● The problem
Report every line of the records below that contains the string "chair", copying each line in full.

--- START OF Raw records ---

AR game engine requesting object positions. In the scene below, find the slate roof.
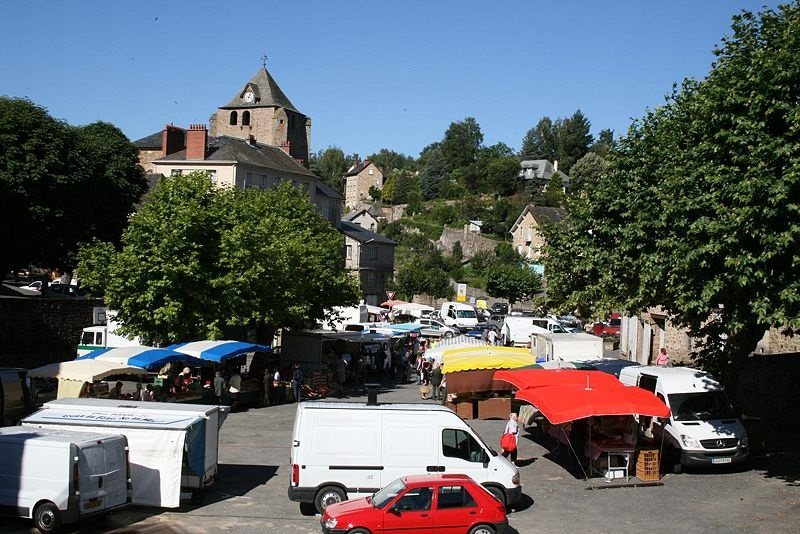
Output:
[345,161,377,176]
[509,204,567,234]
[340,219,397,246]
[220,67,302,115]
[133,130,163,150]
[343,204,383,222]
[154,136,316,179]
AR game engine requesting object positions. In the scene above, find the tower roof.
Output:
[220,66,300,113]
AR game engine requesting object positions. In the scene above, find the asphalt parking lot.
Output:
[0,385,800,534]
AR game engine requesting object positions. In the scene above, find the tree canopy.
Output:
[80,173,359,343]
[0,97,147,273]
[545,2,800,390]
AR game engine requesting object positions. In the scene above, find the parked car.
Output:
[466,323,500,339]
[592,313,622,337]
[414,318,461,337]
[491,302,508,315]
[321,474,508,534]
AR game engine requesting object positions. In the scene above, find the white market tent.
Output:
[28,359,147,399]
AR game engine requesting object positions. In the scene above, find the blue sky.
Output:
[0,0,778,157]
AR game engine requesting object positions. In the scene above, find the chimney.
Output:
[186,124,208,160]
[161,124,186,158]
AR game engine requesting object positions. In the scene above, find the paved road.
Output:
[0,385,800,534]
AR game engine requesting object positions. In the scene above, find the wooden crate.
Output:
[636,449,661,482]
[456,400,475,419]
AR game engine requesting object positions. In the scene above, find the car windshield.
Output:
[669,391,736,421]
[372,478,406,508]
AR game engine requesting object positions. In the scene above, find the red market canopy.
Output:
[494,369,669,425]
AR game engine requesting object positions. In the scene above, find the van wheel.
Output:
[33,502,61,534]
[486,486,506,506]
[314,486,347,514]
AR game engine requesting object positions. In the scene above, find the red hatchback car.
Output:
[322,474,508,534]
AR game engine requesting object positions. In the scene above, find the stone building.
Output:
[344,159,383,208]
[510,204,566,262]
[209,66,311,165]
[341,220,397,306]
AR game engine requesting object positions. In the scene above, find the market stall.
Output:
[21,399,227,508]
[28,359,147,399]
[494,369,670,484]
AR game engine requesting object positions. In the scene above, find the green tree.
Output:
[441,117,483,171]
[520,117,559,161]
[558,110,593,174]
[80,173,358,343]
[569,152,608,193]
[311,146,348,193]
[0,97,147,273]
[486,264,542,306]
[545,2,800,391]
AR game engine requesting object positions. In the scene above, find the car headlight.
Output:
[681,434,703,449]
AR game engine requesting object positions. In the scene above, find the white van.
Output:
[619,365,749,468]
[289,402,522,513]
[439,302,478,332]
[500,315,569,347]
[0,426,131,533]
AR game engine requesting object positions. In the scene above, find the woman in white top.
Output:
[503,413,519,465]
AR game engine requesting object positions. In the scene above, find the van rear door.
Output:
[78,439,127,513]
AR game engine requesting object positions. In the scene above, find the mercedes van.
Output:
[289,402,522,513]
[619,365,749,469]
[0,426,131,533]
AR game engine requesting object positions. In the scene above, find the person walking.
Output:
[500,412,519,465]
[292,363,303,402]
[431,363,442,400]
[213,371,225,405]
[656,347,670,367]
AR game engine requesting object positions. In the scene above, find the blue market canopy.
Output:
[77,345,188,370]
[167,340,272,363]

--- END OF Raw records ---
--- START OF Raw records ---

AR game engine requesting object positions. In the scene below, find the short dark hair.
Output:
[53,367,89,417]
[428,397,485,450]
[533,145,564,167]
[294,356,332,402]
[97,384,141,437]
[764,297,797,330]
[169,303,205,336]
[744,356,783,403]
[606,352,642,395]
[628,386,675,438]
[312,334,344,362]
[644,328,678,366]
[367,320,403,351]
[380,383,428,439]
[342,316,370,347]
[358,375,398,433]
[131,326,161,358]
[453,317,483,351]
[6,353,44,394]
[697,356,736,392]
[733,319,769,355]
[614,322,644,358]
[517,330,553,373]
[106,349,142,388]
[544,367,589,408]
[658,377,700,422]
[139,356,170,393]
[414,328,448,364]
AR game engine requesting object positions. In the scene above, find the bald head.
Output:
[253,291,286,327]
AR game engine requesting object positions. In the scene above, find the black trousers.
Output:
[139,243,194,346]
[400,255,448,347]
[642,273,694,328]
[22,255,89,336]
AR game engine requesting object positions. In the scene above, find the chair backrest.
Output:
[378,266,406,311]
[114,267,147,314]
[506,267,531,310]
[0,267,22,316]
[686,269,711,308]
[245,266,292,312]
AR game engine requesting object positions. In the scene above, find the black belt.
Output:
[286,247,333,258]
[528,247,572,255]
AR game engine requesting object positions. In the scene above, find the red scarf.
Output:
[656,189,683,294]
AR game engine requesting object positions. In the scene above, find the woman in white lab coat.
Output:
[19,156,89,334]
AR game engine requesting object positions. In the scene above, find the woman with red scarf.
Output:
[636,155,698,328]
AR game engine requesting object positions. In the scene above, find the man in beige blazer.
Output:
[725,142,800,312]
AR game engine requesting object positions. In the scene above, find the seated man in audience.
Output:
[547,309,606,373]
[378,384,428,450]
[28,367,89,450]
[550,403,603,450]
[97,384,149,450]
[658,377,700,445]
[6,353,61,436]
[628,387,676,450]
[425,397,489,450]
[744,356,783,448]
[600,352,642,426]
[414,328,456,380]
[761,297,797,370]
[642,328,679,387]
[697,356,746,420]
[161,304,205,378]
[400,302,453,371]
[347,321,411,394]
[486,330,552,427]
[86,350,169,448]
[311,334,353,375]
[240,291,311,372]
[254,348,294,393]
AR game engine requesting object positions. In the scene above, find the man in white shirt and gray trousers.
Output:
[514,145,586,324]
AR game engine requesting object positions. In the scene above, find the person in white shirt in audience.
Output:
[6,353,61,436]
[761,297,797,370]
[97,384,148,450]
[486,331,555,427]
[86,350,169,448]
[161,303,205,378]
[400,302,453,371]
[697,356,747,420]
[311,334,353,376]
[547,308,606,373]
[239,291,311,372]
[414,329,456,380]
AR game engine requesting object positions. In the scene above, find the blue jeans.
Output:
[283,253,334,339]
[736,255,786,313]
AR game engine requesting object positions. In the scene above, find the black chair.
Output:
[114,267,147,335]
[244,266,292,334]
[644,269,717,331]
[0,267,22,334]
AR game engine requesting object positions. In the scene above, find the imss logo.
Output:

--- END OF Raw records ---

● Complete answer
AR game engine requesting object positions. In the scene above, find the chair backrest.
AR game engine requesting object positions. In the scene above, find the black chair.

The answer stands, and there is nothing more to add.